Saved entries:
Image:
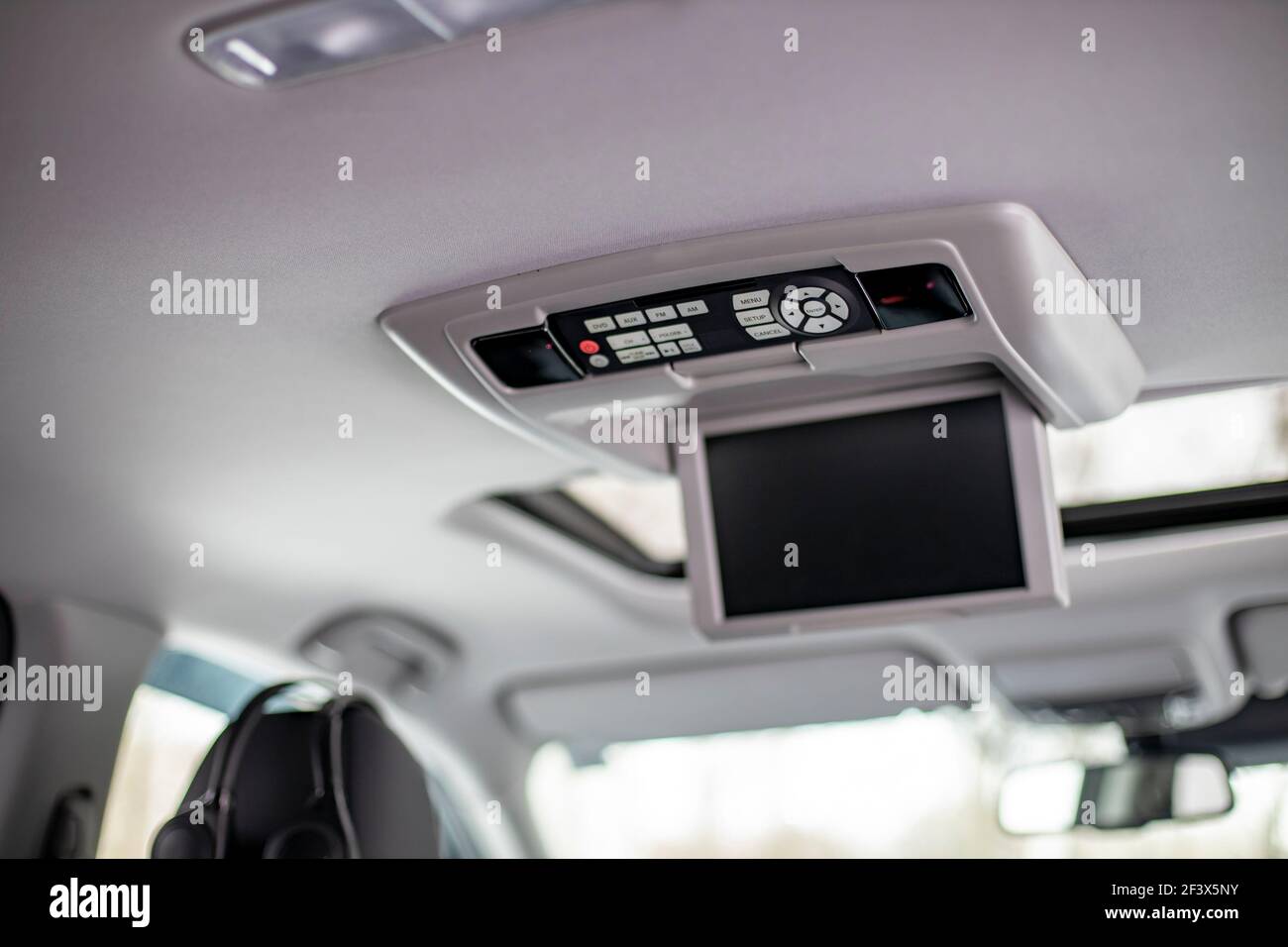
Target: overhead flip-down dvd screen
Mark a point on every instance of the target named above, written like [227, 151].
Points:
[906, 502]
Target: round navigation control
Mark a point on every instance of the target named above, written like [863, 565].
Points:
[812, 305]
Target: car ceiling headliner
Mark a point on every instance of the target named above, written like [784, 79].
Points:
[471, 166]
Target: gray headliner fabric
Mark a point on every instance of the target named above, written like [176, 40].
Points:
[472, 166]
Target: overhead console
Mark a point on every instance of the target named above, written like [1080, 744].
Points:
[871, 393]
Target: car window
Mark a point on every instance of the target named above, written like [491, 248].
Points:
[922, 784]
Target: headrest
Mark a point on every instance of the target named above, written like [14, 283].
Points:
[330, 783]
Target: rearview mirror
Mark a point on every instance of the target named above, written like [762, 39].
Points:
[1056, 796]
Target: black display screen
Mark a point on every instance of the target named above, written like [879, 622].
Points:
[876, 508]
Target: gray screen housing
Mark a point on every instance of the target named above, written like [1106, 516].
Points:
[769, 595]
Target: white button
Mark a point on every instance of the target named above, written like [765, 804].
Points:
[642, 355]
[772, 331]
[623, 341]
[823, 325]
[750, 300]
[754, 317]
[664, 333]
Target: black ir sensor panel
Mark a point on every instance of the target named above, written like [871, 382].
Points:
[907, 296]
[524, 359]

- Assigned task -
What is needed here is an exact copy of all the entries, without the pictures.

- Written answer -
Image:
Target: overhead flip-down dvd screen
Mark a point on every instance of the target named above, written like [227, 151].
Points:
[906, 502]
Target: round navigation control
Mark a point on every instance of the target named above, written like [863, 565].
Points:
[812, 305]
Target: car ceiling headliner
Mark a point on every instance of the target named above, written like [784, 79].
Points:
[471, 166]
Target: gray headliner fabric
Mark a point on every instance of the target named above, written like [176, 40].
Points:
[472, 166]
Target: overhead console
Mark a point on every instance of the target named above, written like [1080, 744].
Points:
[871, 393]
Target: car window
Mark a point on every instance of the target named above, written like [491, 248].
Points:
[922, 784]
Target: headrest
Mark a point on every instance of the target named above, written like [14, 283].
Points:
[330, 783]
Target: rearview mirror
Mark a point on every instance of the target named above, written like [762, 39].
Points:
[1056, 796]
Target: black display screen
Mark a point on every instance of the target named above, written like [879, 622].
Points:
[876, 508]
Target: gray screen housing
Mark a point on every instance of the target named above, written like [1106, 516].
Points:
[769, 595]
Target: white button
Mark a point on every instance of the target named above, written like [765, 804].
Points:
[642, 355]
[772, 331]
[623, 341]
[823, 325]
[750, 300]
[754, 317]
[664, 333]
Target: black ir sensor panel
Mark a point on every instance of the target named above, written like [871, 382].
Points:
[907, 296]
[524, 359]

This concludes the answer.